**Try it:** Please output exactly the part of the records below that opens with the line containing "Query: sandy soil" and closes with the line containing "# expected shape, e.g. point(149, 15)", both lines included, and nothing else.

--------

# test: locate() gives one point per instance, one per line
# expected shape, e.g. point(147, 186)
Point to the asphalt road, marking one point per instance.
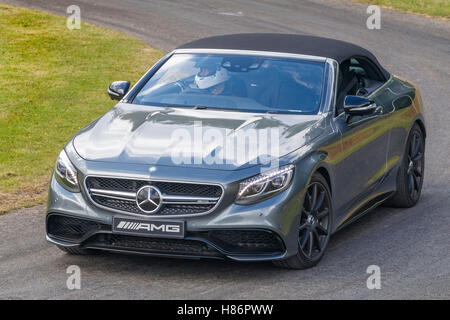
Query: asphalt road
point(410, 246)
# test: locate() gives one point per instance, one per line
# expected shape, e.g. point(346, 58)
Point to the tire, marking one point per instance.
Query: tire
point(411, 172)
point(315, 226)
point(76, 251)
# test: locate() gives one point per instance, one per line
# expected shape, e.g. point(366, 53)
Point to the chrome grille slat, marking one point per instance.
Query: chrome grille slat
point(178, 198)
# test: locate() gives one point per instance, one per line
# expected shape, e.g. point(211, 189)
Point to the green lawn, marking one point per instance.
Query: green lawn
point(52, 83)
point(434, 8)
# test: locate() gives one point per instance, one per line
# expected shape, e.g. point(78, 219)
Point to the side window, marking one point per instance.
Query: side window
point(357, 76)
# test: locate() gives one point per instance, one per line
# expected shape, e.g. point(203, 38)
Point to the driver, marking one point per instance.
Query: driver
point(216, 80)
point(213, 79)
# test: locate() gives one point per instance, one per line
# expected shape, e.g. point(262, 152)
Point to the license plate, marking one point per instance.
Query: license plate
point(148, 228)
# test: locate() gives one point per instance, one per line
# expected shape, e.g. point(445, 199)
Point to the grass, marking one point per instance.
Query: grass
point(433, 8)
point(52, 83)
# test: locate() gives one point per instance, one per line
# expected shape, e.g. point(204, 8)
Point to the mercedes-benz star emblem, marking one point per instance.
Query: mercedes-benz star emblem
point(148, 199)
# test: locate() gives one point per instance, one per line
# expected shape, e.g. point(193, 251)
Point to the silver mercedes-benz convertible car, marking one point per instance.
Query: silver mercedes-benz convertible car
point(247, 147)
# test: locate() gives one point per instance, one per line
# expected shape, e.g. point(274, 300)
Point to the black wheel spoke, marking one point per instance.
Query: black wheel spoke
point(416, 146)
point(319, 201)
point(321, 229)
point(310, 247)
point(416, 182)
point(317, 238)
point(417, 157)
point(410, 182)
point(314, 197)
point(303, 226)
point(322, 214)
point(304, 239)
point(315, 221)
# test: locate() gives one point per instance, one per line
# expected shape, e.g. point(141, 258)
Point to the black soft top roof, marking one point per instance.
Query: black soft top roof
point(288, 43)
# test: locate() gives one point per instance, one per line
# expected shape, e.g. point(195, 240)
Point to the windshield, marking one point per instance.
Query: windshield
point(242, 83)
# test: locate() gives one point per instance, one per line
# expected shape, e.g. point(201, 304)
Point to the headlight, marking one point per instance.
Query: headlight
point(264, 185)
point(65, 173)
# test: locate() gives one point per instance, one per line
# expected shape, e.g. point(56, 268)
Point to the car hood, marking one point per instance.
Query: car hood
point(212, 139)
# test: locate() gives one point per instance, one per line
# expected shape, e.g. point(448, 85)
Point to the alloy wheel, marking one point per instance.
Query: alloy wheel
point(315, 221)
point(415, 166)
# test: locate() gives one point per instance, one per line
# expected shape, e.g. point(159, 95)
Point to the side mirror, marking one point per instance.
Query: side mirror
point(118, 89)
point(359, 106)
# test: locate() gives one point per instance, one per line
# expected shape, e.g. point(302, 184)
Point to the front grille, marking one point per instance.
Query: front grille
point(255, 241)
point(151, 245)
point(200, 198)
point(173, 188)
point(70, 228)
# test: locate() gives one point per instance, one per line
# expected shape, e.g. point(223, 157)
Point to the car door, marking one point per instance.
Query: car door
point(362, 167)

--------

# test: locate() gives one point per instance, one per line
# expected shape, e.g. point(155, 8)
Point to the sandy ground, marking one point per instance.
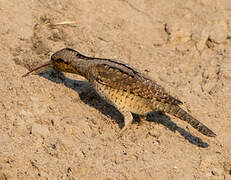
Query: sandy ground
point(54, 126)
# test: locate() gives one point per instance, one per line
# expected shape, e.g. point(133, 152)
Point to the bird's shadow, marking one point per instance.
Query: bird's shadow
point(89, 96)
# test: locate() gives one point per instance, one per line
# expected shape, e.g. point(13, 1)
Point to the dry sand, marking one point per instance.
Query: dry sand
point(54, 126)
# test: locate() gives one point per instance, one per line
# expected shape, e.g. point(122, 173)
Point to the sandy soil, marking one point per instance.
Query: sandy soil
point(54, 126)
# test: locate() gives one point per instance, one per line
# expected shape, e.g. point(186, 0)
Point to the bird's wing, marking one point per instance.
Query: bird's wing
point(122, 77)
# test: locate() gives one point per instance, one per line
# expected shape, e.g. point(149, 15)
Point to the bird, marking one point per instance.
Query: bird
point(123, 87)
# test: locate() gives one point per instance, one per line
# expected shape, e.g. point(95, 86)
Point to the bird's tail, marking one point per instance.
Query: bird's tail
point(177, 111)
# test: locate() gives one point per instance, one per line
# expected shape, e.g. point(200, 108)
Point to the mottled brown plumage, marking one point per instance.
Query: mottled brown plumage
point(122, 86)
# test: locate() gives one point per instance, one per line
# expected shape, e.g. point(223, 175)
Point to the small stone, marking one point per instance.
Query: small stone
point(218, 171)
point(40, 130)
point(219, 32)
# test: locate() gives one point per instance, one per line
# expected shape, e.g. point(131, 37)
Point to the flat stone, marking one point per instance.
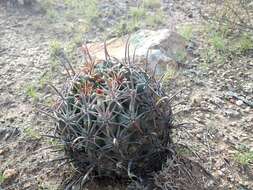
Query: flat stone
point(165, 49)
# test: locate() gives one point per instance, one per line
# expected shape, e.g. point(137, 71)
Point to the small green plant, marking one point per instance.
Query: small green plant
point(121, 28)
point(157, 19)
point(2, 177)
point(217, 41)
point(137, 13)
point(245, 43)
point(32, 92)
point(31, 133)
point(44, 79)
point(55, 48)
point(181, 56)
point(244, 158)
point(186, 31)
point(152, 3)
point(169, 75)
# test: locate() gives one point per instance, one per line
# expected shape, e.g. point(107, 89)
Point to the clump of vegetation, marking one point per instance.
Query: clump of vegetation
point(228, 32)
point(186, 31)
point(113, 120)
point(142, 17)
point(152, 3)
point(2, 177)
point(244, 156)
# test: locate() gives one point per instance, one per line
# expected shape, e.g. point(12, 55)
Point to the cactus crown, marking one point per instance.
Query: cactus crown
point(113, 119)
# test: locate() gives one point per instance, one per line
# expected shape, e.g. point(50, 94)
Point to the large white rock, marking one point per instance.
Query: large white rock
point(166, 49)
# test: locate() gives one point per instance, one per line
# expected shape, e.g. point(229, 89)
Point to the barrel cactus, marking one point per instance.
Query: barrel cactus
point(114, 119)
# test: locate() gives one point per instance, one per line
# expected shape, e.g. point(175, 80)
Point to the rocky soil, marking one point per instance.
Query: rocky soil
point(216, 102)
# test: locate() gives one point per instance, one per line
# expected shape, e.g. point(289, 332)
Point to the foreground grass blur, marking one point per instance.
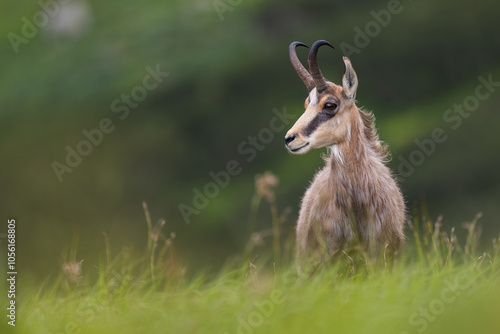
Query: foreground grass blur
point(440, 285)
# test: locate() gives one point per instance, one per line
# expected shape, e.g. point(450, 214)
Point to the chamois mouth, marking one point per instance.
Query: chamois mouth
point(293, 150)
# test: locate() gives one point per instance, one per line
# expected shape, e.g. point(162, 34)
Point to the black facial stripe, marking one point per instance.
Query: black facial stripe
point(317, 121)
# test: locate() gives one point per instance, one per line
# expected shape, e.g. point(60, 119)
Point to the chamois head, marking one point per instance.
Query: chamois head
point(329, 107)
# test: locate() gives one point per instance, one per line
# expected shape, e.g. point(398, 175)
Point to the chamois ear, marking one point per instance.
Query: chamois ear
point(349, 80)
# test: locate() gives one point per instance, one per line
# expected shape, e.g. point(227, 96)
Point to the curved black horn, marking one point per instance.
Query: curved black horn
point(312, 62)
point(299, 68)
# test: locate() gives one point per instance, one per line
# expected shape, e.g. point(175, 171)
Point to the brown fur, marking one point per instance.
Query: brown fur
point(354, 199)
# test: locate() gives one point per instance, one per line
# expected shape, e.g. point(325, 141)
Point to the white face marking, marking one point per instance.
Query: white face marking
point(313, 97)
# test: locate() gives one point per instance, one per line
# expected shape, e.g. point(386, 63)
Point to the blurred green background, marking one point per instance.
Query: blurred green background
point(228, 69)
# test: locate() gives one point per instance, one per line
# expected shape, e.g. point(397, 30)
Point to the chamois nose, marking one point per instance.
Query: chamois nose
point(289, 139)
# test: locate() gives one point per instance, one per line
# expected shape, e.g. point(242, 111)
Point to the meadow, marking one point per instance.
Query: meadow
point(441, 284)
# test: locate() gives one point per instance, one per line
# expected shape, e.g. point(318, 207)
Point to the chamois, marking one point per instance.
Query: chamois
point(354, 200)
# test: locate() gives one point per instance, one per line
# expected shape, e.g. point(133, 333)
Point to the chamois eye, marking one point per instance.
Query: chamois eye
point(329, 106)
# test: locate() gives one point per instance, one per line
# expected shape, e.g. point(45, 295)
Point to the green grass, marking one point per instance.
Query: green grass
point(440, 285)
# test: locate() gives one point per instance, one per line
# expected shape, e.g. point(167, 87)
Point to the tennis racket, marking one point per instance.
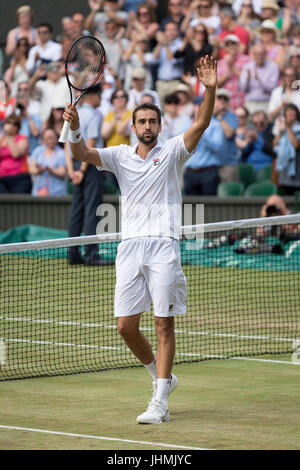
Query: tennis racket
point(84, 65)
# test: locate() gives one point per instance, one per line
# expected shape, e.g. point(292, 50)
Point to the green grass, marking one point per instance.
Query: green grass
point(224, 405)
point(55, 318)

--------

**Reply to the exercise:**
Query: sandy soil
point(54, 126)
# test: locate() gives one point per instance, one per line
# expected shape, e.g. point(186, 0)
Point to the bird's wing, marking one point per instance.
Query: bird's wing
point(122, 77)
# test: locate() gives one point per instance, one per line
# expected shape, e.g. point(149, 15)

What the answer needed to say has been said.